# [Data records]
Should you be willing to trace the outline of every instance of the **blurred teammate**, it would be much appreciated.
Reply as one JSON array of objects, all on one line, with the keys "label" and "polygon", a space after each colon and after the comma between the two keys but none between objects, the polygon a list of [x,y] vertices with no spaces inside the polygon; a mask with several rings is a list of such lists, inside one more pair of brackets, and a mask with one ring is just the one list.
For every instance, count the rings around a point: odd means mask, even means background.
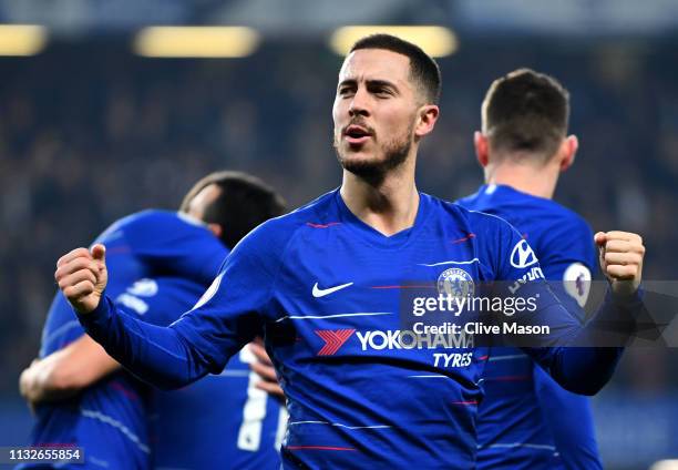
[{"label": "blurred teammate", "polygon": [[[178,213],[144,211],[97,238],[110,247],[107,294],[144,321],[168,325],[177,317],[168,313],[197,302],[227,247],[281,213],[281,200],[259,180],[213,173],[196,183]],[[224,376],[205,378],[174,396],[157,396],[155,420],[162,426],[155,427],[151,442],[150,390],[83,335],[61,294],[48,315],[40,357],[20,381],[24,397],[37,405],[32,445],[83,447],[86,468],[148,468],[152,451],[156,464],[172,459],[174,468],[209,468],[214,458],[240,467],[279,462],[274,447],[279,406],[263,392],[251,392],[240,360],[234,359]],[[201,411],[203,401],[210,413],[191,416]]]},{"label": "blurred teammate", "polygon": [[[540,294],[535,315],[554,326],[551,339],[571,344],[589,330],[543,280],[527,280],[540,276],[537,260],[506,222],[417,191],[417,152],[438,119],[439,91],[438,67],[419,48],[389,35],[358,41],[332,112],[341,188],[251,232],[171,327],[143,324],[103,295],[102,245],[63,256],[60,287],[93,338],[164,387],[219,372],[264,327],[290,413],[286,468],[472,468],[487,348],[474,347],[473,334],[403,330],[408,287],[433,300],[462,282],[506,279],[500,299]],[[634,234],[596,239],[614,292],[600,318],[616,319],[633,310],[644,248]],[[564,386],[593,394],[620,348],[576,349],[530,354]]]},{"label": "blurred teammate", "polygon": [[[546,278],[565,282],[583,307],[596,264],[593,233],[551,201],[577,151],[568,117],[568,93],[551,76],[522,69],[492,83],[474,136],[486,184],[459,203],[514,225]],[[484,389],[479,469],[602,468],[588,399],[561,388],[520,349],[493,350]]]}]

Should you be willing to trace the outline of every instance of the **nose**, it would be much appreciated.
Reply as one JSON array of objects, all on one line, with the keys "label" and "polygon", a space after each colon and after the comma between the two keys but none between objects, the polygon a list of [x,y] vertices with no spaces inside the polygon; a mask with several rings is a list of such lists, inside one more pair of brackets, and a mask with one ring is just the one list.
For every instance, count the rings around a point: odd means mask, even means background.
[{"label": "nose", "polygon": [[351,117],[356,115],[369,116],[369,93],[362,88],[359,88],[351,100],[351,104],[349,106],[349,115]]}]

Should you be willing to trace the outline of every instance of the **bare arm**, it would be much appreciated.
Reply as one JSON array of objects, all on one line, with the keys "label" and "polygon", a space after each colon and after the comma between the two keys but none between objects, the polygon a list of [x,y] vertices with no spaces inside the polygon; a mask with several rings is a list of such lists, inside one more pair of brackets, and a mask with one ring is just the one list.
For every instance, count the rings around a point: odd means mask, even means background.
[{"label": "bare arm", "polygon": [[34,360],[19,379],[21,395],[32,405],[76,395],[121,368],[88,335],[44,359]]}]

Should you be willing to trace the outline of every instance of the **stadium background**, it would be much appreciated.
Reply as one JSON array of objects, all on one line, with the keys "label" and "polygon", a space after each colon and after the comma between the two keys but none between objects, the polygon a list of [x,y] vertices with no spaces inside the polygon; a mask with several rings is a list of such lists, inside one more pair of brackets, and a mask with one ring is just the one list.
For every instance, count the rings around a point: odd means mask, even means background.
[{"label": "stadium background", "polygon": [[[670,1],[0,1],[0,22],[44,24],[47,48],[0,58],[0,445],[22,443],[17,391],[54,294],[54,263],[115,218],[173,208],[216,168],[251,172],[298,206],[340,181],[331,102],[342,24],[441,24],[442,114],[420,153],[419,187],[454,200],[482,182],[472,133],[491,81],[518,67],[572,93],[574,168],[556,200],[594,229],[643,234],[645,277],[678,257],[678,4]],[[482,6],[480,4],[482,3]],[[147,59],[146,24],[246,24],[244,59]],[[610,469],[678,458],[678,355],[633,349],[595,399]]]}]

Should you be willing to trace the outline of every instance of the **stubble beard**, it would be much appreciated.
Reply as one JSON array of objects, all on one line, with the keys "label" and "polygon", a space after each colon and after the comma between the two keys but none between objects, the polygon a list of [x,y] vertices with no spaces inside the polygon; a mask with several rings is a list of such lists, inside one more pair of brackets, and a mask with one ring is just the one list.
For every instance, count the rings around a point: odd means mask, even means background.
[{"label": "stubble beard", "polygon": [[402,139],[396,137],[386,144],[383,146],[384,157],[379,161],[356,161],[353,159],[346,159],[341,150],[341,143],[338,142],[335,136],[333,147],[337,160],[343,170],[364,180],[372,186],[379,186],[390,172],[408,161],[410,150],[412,149],[413,129],[414,126],[412,124]]}]

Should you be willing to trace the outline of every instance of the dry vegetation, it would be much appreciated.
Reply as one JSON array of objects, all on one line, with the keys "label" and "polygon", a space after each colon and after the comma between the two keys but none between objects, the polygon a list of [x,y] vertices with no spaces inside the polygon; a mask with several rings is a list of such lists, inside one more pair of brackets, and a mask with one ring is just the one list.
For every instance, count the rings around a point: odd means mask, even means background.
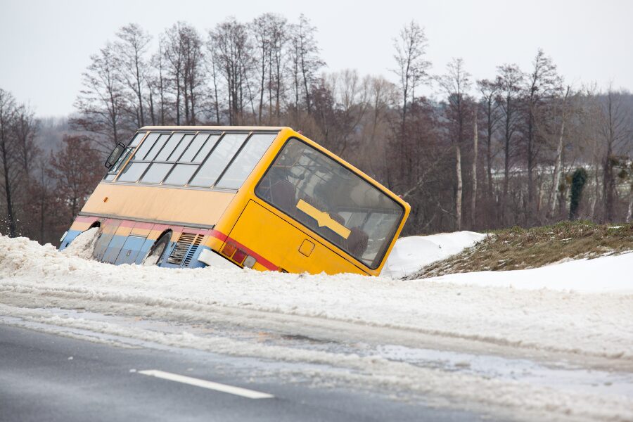
[{"label": "dry vegetation", "polygon": [[461,253],[421,269],[408,279],[474,271],[504,271],[594,258],[633,250],[633,224],[599,225],[582,221],[499,230]]}]

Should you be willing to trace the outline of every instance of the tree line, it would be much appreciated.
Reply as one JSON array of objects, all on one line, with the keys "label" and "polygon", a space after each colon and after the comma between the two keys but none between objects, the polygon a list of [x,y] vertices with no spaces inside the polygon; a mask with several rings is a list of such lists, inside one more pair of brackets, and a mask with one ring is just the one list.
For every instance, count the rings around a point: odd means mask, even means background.
[{"label": "tree line", "polygon": [[91,56],[75,132],[49,155],[33,112],[0,91],[6,232],[51,241],[103,176],[104,154],[165,124],[300,129],[411,203],[406,234],[631,221],[629,92],[565,83],[540,49],[529,68],[500,64],[485,79],[461,58],[433,72],[415,21],[395,34],[388,76],[329,71],[316,31],[274,13],[204,32],[179,22],[155,39],[125,25]]}]

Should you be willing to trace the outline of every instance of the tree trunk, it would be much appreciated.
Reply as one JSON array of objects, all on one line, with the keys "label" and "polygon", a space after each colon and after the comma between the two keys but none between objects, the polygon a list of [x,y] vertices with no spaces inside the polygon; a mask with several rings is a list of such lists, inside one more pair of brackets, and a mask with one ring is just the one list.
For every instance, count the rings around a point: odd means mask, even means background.
[{"label": "tree trunk", "polygon": [[461,149],[459,145],[455,146],[456,165],[455,171],[457,175],[457,191],[455,193],[455,222],[457,230],[461,230]]},{"label": "tree trunk", "polygon": [[556,160],[554,164],[554,179],[551,182],[551,188],[549,191],[549,218],[554,217],[556,210],[556,191],[558,190],[558,184],[561,183],[561,167],[563,165],[563,136],[565,132],[565,119],[561,123],[561,132],[558,134],[558,145],[556,147]]},{"label": "tree trunk", "polygon": [[629,209],[627,212],[627,222],[633,221],[633,182],[631,183],[631,188],[629,192]]},{"label": "tree trunk", "polygon": [[473,197],[471,198],[471,226],[476,225],[477,216],[477,158],[479,153],[479,134],[477,130],[477,111],[475,111],[475,124],[473,129]]}]

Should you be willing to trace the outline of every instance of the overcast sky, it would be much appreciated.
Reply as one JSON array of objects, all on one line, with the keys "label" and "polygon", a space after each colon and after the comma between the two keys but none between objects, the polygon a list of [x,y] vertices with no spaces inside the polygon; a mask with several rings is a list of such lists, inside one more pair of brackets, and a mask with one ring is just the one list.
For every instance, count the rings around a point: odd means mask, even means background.
[{"label": "overcast sky", "polygon": [[136,22],[155,38],[177,20],[205,32],[228,16],[246,22],[264,12],[290,21],[305,14],[331,71],[395,81],[393,38],[414,19],[426,30],[433,73],[454,57],[475,79],[492,77],[505,63],[527,69],[541,47],[576,87],[633,89],[629,0],[0,0],[0,88],[39,115],[66,115],[90,55],[120,27]]}]

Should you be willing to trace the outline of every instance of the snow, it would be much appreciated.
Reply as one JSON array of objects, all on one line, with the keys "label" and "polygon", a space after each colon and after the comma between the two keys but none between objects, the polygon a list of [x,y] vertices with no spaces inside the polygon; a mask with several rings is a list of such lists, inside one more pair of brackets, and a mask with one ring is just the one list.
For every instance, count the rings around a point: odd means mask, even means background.
[{"label": "snow", "polygon": [[72,255],[89,260],[92,257],[92,250],[98,233],[98,227],[93,227],[79,234],[68,246],[62,251],[67,255]]},{"label": "snow", "polygon": [[[412,268],[418,258],[426,263],[459,252],[483,236],[461,232],[404,238],[398,243],[390,274]],[[456,345],[481,352],[563,357],[578,364],[596,362],[630,369],[633,254],[404,281],[356,274],[113,266],[77,256],[84,254],[87,242],[84,239],[75,249],[60,252],[25,238],[0,236],[0,315],[51,330],[67,327],[235,356],[329,365],[345,369],[331,376],[358,385],[397,386],[458,403],[479,403],[505,409],[513,417],[633,420],[631,396],[598,390],[554,388],[520,378],[421,367],[384,356],[203,335],[189,328],[151,330],[140,322],[60,316],[53,310],[124,314],[180,327],[230,321],[316,338],[326,335],[342,343],[347,339],[418,348]],[[319,376],[319,370],[310,371]]]},{"label": "snow", "polygon": [[425,265],[461,252],[486,238],[473,231],[440,233],[430,236],[411,236],[396,242],[381,276],[402,279]]},{"label": "snow", "polygon": [[[456,284],[578,293],[633,293],[633,252],[568,261],[515,271],[449,274],[434,280]],[[633,304],[632,304],[633,306]]]}]

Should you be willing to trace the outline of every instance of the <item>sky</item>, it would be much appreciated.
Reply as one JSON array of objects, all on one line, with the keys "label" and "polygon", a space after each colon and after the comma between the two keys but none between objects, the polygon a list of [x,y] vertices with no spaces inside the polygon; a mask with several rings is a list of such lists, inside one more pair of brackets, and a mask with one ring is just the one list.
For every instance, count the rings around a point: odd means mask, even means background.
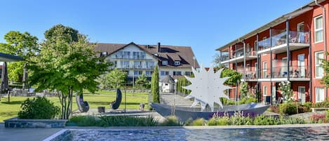
[{"label": "sky", "polygon": [[0,0],[0,42],[9,31],[44,39],[57,24],[97,43],[191,46],[199,64],[239,36],[310,0]]}]

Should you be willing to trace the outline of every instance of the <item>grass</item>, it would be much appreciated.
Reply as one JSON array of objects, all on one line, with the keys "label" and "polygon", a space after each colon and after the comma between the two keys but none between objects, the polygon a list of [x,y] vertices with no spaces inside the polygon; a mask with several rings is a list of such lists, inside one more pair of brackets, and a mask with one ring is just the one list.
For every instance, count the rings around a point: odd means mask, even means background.
[{"label": "grass", "polygon": [[[122,90],[122,101],[120,105],[120,109],[124,109],[125,96],[124,91]],[[111,102],[114,101],[116,98],[116,92],[100,90],[96,94],[88,93],[83,94],[83,100],[89,103],[90,108],[97,108],[98,107],[105,107],[109,108]],[[147,93],[126,93],[126,107],[127,109],[139,109],[140,103],[147,105]],[[17,114],[20,109],[20,104],[27,98],[33,97],[11,97],[11,102],[8,102],[8,98],[2,98],[0,101],[0,122],[4,120],[17,116]],[[73,98],[73,110],[77,109],[75,98]],[[56,105],[60,106],[58,97],[48,97],[47,99],[53,102]]]}]

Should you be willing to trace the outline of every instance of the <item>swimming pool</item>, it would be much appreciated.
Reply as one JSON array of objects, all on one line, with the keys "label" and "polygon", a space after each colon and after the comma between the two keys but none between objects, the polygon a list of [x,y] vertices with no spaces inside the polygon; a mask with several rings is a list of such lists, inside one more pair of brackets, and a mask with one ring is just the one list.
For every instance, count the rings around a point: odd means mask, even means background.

# [THE REQUEST]
Exactly and only the lines from the one containing "<item>grass</item>, it would be much appreciated." through the end of the material are to be reproduced, both ends included.

# [EXERCISE RESULT]
Should you be willing to trace the outline of every instance of the <item>grass</item>, it would be much appreciated.
Reply as one JSON array of objects, all on one line, with the keys "label" and "polygon", a space after each colon and after the comma between the two keys but none between objects, the polygon a list of [x,y] vertices with no spaces inside the polygon; a mask with several rings is a list of such lists, inside one more pair of brackets, and a mask with one ring is just the one list.
For every instance, count the rings around a point: odd means mask, even means background.
[{"label": "grass", "polygon": [[[122,90],[122,101],[120,105],[120,109],[124,109],[125,96],[124,91]],[[111,102],[114,101],[116,98],[116,92],[100,90],[96,94],[88,93],[83,94],[83,100],[89,103],[90,108],[97,108],[98,107],[105,107],[109,108]],[[147,93],[126,93],[126,107],[127,109],[139,109],[140,103],[147,105]],[[17,114],[20,109],[20,104],[27,98],[33,97],[11,97],[11,102],[8,102],[8,98],[2,98],[0,101],[0,122],[4,120],[17,116]],[[73,98],[73,110],[77,109],[75,98]],[[56,105],[60,106],[58,97],[48,97],[47,99],[53,102]]]}]

Should you be willing to trace the outline of every instance of the <item>swimming pool</item>, it would be much appreciated.
Reply as one JSON array of objects, all on one line, with the keys "label" and "polygon", a space after each colon and after the comma between the two keys but none between objects, the polygon a list of [x,y] vertices with no spaces inside the polygon; a mask with several rings is a list of such lists, inside one more pair of brackets, and a mask with one ring is just the one list.
For every instance, count the rings around a point: odd means mask, even means background.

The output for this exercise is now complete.